─── RECORD EXTRACTS
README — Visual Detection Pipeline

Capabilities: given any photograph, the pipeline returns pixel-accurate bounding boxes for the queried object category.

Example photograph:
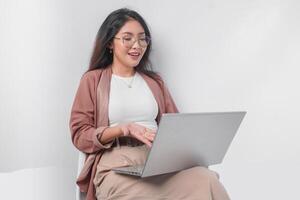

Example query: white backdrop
[0,0,300,200]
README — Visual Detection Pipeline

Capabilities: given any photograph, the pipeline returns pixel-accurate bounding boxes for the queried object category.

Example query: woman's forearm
[99,126,123,144]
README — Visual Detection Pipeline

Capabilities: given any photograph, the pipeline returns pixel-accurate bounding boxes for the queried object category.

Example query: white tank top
[108,73,158,130]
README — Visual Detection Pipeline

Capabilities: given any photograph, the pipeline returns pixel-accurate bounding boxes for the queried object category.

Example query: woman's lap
[94,146,229,200]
──────
Write out all of the items above verbatim, leaving out the pictures.

[THE COMPLETED TASK]
README — Visual Detection Pipeline

Capabilities: given any photograph, the pipeline returns pixel-accurate bounding boxes for the queried object category.

Example photograph:

Example query: white backdrop
[0,0,300,200]
README — Visual Detection Pipeline

Capabilities: given any photograph, the pipeline returns pixel-accurate bounding boxes for the queried object category.

Example query: woman's forearm
[99,126,123,144]
README — Visual Detection Pipeline

Capabilities: given any photograph, the pipeline returns pixel-accurate bounding boxes for the queried object category.

Example query: white tank top
[108,73,158,130]
README — Visual Detection Pipeline

Capabilities: given any photograph, the pipeline returns pixel-accurate bounding boxes for the queried object category.

Example query: woman's lap
[94,146,229,200]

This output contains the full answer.